Aim of the exercise - Copy out every line of the records below that contains the string "celery".

## START Records for the exercise

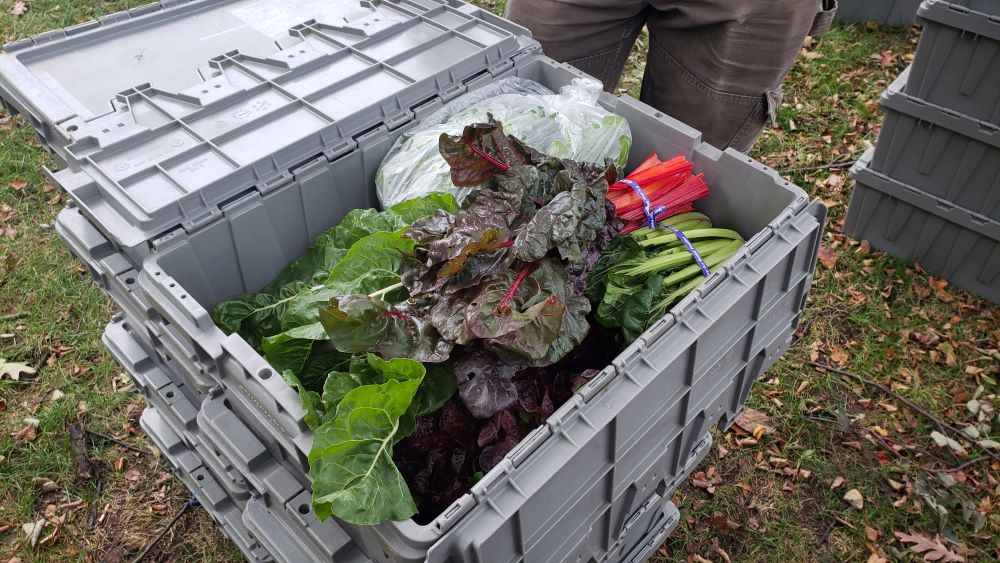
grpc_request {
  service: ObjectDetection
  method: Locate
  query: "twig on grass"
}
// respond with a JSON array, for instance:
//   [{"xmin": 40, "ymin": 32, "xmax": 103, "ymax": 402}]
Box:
[
  {"xmin": 87, "ymin": 430, "xmax": 153, "ymax": 455},
  {"xmin": 806, "ymin": 361, "xmax": 1000, "ymax": 461},
  {"xmin": 69, "ymin": 422, "xmax": 94, "ymax": 479}
]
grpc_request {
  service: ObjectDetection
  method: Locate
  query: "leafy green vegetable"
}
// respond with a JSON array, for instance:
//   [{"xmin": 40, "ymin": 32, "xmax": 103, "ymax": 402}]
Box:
[
  {"xmin": 309, "ymin": 378, "xmax": 422, "ymax": 525},
  {"xmin": 213, "ymin": 193, "xmax": 458, "ymax": 348},
  {"xmin": 308, "ymin": 354, "xmax": 456, "ymax": 524},
  {"xmin": 320, "ymin": 119, "xmax": 616, "ymax": 366}
]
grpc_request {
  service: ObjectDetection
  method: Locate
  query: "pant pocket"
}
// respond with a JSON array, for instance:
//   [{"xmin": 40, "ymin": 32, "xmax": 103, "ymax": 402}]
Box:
[
  {"xmin": 809, "ymin": 0, "xmax": 837, "ymax": 37},
  {"xmin": 642, "ymin": 46, "xmax": 768, "ymax": 152}
]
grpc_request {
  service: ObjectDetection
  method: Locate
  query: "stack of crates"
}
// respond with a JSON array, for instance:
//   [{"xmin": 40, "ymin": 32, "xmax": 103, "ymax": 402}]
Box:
[
  {"xmin": 836, "ymin": 0, "xmax": 920, "ymax": 27},
  {"xmin": 844, "ymin": 0, "xmax": 1000, "ymax": 303},
  {"xmin": 0, "ymin": 0, "xmax": 826, "ymax": 563}
]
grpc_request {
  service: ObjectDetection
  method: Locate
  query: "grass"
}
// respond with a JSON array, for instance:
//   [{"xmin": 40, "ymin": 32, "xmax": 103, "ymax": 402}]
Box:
[{"xmin": 0, "ymin": 0, "xmax": 1000, "ymax": 561}]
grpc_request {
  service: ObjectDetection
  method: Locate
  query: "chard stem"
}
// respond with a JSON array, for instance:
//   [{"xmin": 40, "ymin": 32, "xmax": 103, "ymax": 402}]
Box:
[
  {"xmin": 368, "ymin": 282, "xmax": 403, "ymax": 299},
  {"xmin": 497, "ymin": 264, "xmax": 532, "ymax": 310}
]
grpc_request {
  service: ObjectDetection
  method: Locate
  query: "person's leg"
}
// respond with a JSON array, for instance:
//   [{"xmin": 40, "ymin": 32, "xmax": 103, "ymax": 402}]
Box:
[
  {"xmin": 641, "ymin": 0, "xmax": 836, "ymax": 152},
  {"xmin": 504, "ymin": 0, "xmax": 647, "ymax": 92}
]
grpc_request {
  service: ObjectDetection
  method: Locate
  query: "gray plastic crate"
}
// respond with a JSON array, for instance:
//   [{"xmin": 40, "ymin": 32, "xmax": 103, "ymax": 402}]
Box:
[
  {"xmin": 104, "ymin": 312, "xmax": 712, "ymax": 563},
  {"xmin": 0, "ymin": 0, "xmax": 538, "ymax": 257},
  {"xmin": 871, "ymin": 70, "xmax": 1000, "ymax": 221},
  {"xmin": 103, "ymin": 319, "xmax": 369, "ymax": 563},
  {"xmin": 15, "ymin": 0, "xmax": 825, "ymax": 561},
  {"xmin": 836, "ymin": 0, "xmax": 920, "ymax": 27},
  {"xmin": 844, "ymin": 150, "xmax": 1000, "ymax": 303},
  {"xmin": 50, "ymin": 58, "xmax": 825, "ymax": 561},
  {"xmin": 60, "ymin": 83, "xmax": 825, "ymax": 560},
  {"xmin": 906, "ymin": 0, "xmax": 1000, "ymax": 125},
  {"xmin": 139, "ymin": 407, "xmax": 274, "ymax": 562}
]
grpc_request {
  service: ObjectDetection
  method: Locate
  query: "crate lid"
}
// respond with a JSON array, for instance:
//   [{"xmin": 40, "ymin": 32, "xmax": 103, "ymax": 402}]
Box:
[{"xmin": 0, "ymin": 0, "xmax": 538, "ymax": 247}]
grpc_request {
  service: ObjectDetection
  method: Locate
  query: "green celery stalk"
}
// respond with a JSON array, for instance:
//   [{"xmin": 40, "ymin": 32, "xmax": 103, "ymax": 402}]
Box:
[
  {"xmin": 621, "ymin": 239, "xmax": 742, "ymax": 276},
  {"xmin": 639, "ymin": 228, "xmax": 743, "ymax": 247},
  {"xmin": 653, "ymin": 241, "xmax": 743, "ymax": 314}
]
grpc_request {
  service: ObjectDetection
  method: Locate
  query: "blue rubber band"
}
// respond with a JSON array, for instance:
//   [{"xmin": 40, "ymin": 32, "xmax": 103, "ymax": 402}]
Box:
[
  {"xmin": 660, "ymin": 223, "xmax": 712, "ymax": 278},
  {"xmin": 619, "ymin": 178, "xmax": 712, "ymax": 278},
  {"xmin": 621, "ymin": 182, "xmax": 667, "ymax": 229}
]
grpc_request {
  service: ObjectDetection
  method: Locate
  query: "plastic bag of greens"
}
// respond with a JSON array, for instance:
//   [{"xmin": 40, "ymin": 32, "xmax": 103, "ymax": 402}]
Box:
[{"xmin": 375, "ymin": 78, "xmax": 632, "ymax": 207}]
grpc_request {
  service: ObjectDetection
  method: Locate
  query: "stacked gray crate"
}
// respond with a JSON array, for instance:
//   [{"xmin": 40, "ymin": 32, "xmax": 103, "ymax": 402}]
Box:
[
  {"xmin": 836, "ymin": 0, "xmax": 920, "ymax": 27},
  {"xmin": 844, "ymin": 0, "xmax": 1000, "ymax": 303},
  {"xmin": 0, "ymin": 0, "xmax": 826, "ymax": 562}
]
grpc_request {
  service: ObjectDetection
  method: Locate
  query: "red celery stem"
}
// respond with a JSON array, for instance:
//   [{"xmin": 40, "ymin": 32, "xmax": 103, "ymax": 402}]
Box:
[
  {"xmin": 379, "ymin": 313, "xmax": 413, "ymax": 321},
  {"xmin": 465, "ymin": 142, "xmax": 510, "ymax": 171},
  {"xmin": 497, "ymin": 264, "xmax": 532, "ymax": 309}
]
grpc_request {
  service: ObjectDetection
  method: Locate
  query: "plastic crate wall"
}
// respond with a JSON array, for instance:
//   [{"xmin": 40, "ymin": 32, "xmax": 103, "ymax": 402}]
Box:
[
  {"xmin": 836, "ymin": 0, "xmax": 920, "ymax": 27},
  {"xmin": 844, "ymin": 151, "xmax": 1000, "ymax": 303},
  {"xmin": 104, "ymin": 319, "xmax": 712, "ymax": 563},
  {"xmin": 871, "ymin": 70, "xmax": 1000, "ymax": 221},
  {"xmin": 906, "ymin": 0, "xmax": 1000, "ymax": 125}
]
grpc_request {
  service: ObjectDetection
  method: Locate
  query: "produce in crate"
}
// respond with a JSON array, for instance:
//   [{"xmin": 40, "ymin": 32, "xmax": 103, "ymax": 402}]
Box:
[
  {"xmin": 215, "ymin": 116, "xmax": 741, "ymax": 524},
  {"xmin": 375, "ymin": 77, "xmax": 632, "ymax": 206}
]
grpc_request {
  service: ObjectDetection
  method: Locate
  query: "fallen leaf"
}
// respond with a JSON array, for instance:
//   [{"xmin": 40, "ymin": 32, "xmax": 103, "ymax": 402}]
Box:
[
  {"xmin": 14, "ymin": 418, "xmax": 39, "ymax": 442},
  {"xmin": 21, "ymin": 520, "xmax": 45, "ymax": 547},
  {"xmin": 976, "ymin": 440, "xmax": 1000, "ymax": 450},
  {"xmin": 736, "ymin": 408, "xmax": 774, "ymax": 440},
  {"xmin": 0, "ymin": 358, "xmax": 35, "ymax": 381},
  {"xmin": 879, "ymin": 49, "xmax": 896, "ymax": 67},
  {"xmin": 895, "ymin": 532, "xmax": 965, "ymax": 563},
  {"xmin": 819, "ymin": 244, "xmax": 839, "ymax": 270},
  {"xmin": 32, "ymin": 477, "xmax": 59, "ymax": 493},
  {"xmin": 830, "ymin": 346, "xmax": 850, "ymax": 366},
  {"xmin": 844, "ymin": 489, "xmax": 865, "ymax": 510}
]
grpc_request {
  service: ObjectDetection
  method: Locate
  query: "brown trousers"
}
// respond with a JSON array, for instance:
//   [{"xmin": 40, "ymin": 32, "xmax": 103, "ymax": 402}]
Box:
[{"xmin": 507, "ymin": 0, "xmax": 837, "ymax": 152}]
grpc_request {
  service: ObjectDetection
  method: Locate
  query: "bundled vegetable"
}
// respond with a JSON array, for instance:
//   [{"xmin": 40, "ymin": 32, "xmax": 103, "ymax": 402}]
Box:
[
  {"xmin": 587, "ymin": 212, "xmax": 744, "ymax": 345},
  {"xmin": 608, "ymin": 153, "xmax": 708, "ymax": 234}
]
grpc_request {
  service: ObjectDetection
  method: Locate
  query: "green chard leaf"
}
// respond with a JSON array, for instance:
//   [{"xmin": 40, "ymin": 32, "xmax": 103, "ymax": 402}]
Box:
[
  {"xmin": 319, "ymin": 295, "xmax": 453, "ymax": 363},
  {"xmin": 309, "ymin": 379, "xmax": 421, "ymax": 525},
  {"xmin": 281, "ymin": 370, "xmax": 324, "ymax": 430},
  {"xmin": 213, "ymin": 193, "xmax": 458, "ymax": 348}
]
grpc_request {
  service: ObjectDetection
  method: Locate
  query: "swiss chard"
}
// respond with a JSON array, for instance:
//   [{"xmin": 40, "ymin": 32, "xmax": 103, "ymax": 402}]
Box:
[
  {"xmin": 308, "ymin": 354, "xmax": 455, "ymax": 524},
  {"xmin": 320, "ymin": 118, "xmax": 620, "ymax": 388}
]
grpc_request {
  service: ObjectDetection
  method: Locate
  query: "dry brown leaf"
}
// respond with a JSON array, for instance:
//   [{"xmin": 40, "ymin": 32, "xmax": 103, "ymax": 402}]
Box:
[
  {"xmin": 819, "ymin": 244, "xmax": 839, "ymax": 270},
  {"xmin": 830, "ymin": 346, "xmax": 850, "ymax": 366},
  {"xmin": 844, "ymin": 489, "xmax": 865, "ymax": 510},
  {"xmin": 895, "ymin": 532, "xmax": 965, "ymax": 563},
  {"xmin": 736, "ymin": 408, "xmax": 774, "ymax": 440},
  {"xmin": 0, "ymin": 357, "xmax": 35, "ymax": 381},
  {"xmin": 824, "ymin": 173, "xmax": 844, "ymax": 191}
]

## END Records for the exercise

Solution for this task -
  query: "green celery stalk"
  query: "red celery stem"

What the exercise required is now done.